What the task asks> Before printing the listing, strip out its pictures and keep everything else exact.

** Opening Data provided block **

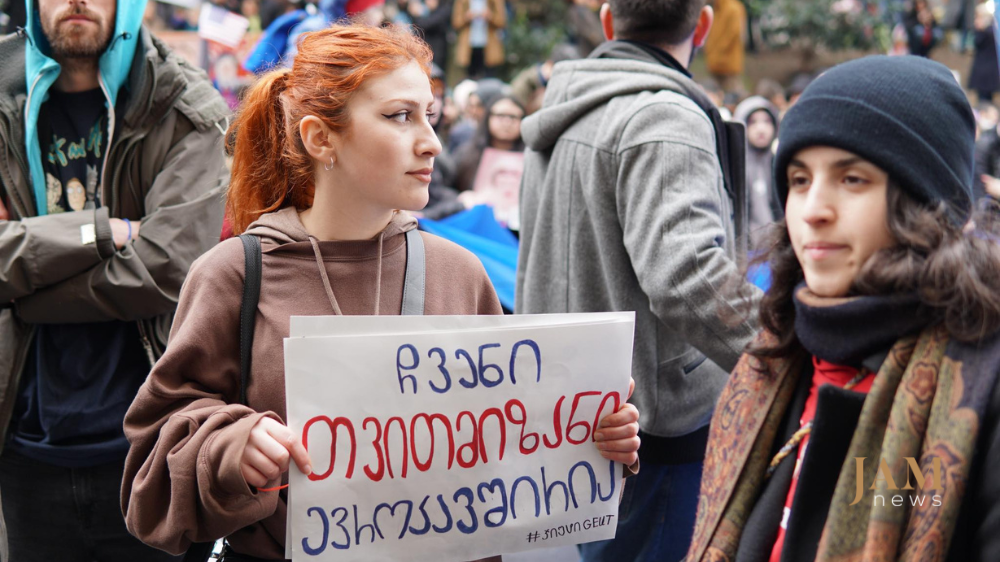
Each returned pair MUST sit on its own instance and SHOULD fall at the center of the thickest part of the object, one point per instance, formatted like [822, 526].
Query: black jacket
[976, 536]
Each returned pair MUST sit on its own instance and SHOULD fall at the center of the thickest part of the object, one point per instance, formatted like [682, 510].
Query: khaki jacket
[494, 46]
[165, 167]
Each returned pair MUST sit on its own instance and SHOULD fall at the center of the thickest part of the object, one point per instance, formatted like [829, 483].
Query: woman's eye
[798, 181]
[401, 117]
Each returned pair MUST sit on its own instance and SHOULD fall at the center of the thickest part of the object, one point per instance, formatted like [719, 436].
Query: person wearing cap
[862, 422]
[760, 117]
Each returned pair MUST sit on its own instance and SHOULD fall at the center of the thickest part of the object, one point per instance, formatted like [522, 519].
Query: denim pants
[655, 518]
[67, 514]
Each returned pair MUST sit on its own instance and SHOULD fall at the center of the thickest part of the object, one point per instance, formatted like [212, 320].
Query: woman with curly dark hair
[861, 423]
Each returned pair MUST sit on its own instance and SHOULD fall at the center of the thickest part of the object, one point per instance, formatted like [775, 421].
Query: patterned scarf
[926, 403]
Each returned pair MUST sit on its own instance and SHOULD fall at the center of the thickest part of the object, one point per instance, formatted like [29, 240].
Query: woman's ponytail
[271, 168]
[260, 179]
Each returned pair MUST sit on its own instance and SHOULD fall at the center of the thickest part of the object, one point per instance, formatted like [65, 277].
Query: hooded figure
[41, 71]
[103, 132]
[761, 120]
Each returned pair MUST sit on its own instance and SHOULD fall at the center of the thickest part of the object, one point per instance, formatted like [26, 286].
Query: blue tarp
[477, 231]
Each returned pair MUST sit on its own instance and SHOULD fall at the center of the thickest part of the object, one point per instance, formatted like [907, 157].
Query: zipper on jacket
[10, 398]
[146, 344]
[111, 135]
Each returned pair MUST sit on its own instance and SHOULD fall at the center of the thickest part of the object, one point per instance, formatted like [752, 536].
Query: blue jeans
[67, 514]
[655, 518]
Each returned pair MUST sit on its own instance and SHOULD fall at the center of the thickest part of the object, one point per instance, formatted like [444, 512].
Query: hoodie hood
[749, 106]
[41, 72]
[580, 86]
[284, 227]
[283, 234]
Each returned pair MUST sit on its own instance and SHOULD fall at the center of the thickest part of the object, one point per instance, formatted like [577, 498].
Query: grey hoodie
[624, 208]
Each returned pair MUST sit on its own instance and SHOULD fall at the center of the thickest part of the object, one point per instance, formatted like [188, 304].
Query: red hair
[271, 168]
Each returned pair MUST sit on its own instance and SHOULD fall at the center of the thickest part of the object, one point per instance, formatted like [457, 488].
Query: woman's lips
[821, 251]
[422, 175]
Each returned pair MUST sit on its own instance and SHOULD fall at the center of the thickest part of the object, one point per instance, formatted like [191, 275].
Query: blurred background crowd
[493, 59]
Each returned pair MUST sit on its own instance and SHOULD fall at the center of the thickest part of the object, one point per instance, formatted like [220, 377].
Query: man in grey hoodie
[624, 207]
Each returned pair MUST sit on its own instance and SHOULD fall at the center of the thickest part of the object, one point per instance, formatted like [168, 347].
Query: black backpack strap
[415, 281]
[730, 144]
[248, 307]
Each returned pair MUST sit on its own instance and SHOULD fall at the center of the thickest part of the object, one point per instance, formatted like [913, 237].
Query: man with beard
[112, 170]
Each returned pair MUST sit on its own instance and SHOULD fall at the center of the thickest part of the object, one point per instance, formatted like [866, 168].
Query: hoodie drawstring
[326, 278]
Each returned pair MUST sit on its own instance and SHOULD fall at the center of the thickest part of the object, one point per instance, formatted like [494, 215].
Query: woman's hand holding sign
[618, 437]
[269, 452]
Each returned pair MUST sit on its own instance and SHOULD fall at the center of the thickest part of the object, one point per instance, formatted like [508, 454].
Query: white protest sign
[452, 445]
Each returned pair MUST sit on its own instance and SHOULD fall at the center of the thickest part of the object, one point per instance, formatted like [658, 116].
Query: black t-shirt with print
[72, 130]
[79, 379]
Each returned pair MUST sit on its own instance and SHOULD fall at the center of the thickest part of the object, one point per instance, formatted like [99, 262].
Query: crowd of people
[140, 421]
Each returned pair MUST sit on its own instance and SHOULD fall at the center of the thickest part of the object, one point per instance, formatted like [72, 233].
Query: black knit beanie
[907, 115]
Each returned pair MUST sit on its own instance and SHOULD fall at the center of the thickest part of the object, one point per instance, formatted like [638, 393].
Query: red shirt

** Closing Data provided block **

Response to the task>
Each returned pair MUST sit on its own instance and SHOULD fall at the center of the thickest part of the object, one point per instance, formatted like [822, 526].
Query: black jacket
[976, 536]
Each returned pair MUST sit on its own instance and SHOULD fall at the center of the thickest part of the object, one point per instance, formatted like [682, 510].
Query: khaki jacket
[494, 46]
[165, 167]
Each returned pair MUST sit on its own instance and SHOULD fall at the center of the thickest part of the object, one point per instance, formatted like [829, 483].
Query: woman's eye
[798, 181]
[401, 117]
Each returned pair MUST sit on its own instance and SHOULD fall at the center of the thickest part of the object, one point per instance, formatted like [719, 436].
Query: person wearing cap
[862, 422]
[760, 117]
Each returned pair MUST sit on its own instance and SHOULD fall at the center of the thickest part of the object, one point per instance, formatted like [522, 519].
Query: denim pants
[655, 518]
[67, 514]
Each returned pair MUST sit on its own instance and SHOULD fall at the center of the thickest part of the object, one point per instance, formatted like [212, 320].
Query: woman with curly dark hair
[861, 423]
Each returned pair MUST sit on its own instance and SHOULD fall at the center of the thickest part of the object, one point per instance, formatted like [775, 421].
Query: patterned scarf
[926, 403]
Each returned pair MUST sit on its own instance and SHOULD fall at the center of the thickest part of the object, one point per instance, formatted like [29, 240].
Query: woman's ponytail
[271, 168]
[260, 179]
Each returned pair MUST sit on its own instance and SHOULD fall at the center of the thickest part of the object, one point per instance, formatted like [65, 277].
Query: hooded figure
[41, 71]
[103, 132]
[761, 120]
Each returned pair MUST sit on its own instance and SHOULD fall at the center of the thickest part of the object, one point per instance, formatted like [26, 286].
Query: blue tarp
[477, 231]
Each returned pair MUST sit on its own instance and SHOULD fall at the center of the thickest part of the object, one point per instance, formatted like [907, 157].
Query: zipper on jacket
[10, 398]
[146, 344]
[111, 135]
Each returned pair MUST sit on its own instance and SHOULD fall at the center of the thickest part of the object, one point per instance, formatted like [752, 536].
Query: blue jeans
[67, 514]
[655, 518]
Each returned pair MUST sit on its own instance and SHOULD fall at the center of the thickest part of the object, one point per instance, formatted like [444, 512].
Query: hoodie hood
[749, 106]
[41, 72]
[580, 86]
[284, 227]
[283, 234]
Each returned pair MUST sit on its own instance and SHOULD fall at the center of the thickest part of the object, one point per instance, formatted like [577, 498].
Query: grey hoodie
[624, 208]
Each returned pair MUST sit on its own instance and SHOULD fall at the center of the thickest part of the object, one point per instance, formatted like [188, 304].
Query: red hair
[271, 168]
Each returned pair MUST sit on its own instance and SHOULD fall at the center of the thickest part of the object, one point per instance, formatted like [457, 488].
Query: woman's lips
[821, 251]
[422, 175]
Each returned pair MUST sit on its own instance and SHOULD fall at the center of the thickest part of the object, one point per instance, formatted like [191, 275].
Query: blurred background crowd
[493, 59]
Each returned pair MUST sit on its own instance and SHOULD fall at the center of the thickest part of the object, one point per instance, formatted like [220, 377].
Query: man in grey hoodie
[624, 207]
Each returned pair MUST sit on its own instance and SHOULD fall at the center of the thickest part of the object, one point per instance, formatted like [168, 347].
Query: black backpack strap
[415, 281]
[730, 144]
[248, 307]
Each returned pair MUST sit on its own instance and SHOULD fall at the center of the thickest part of the object, one point per instance, formatted like [913, 237].
Query: man with beard
[112, 170]
Each returned pair MUST sit on its own instance and SHOULD fall at the center of the thickest part of the object, one point per instance, formatted like [866, 168].
Query: hoodie drawstring
[326, 278]
Each returned pair MUST sit on its own instance and SHOULD fall at the center of the thickest part of the object, one point per instance, formatted like [494, 215].
Query: woman's hand holding sign
[618, 437]
[269, 452]
Each returned pair MUST sit on its own instance and SHOULD fall at the center of the thickest part of the object, one point per instance, formatted like [508, 454].
Query: white protest sign
[452, 445]
Each returned pair MUST sit on its own instance and SHOULD fall at the center of the thickest part of the object, one point per instance, formatted like [658, 116].
Query: black t-shirt with print
[72, 130]
[79, 379]
Each returned pair MUST sit on its own instance and SHOULD fall at the center of the thickest part of the object, one point per instance, formatted like [99, 262].
Query: crowd of people
[140, 421]
Each returned pair MUST sit on its own instance and SHOULD fall at the center of the thickest part of the object, one point per instance, formatted like [72, 233].
Query: black knit beanie
[907, 115]
Each returned pair MUST sit on its own instance and SHOULD fall at the center of the thickest part of the object, one point per instance, formatted like [638, 393].
Query: red shirt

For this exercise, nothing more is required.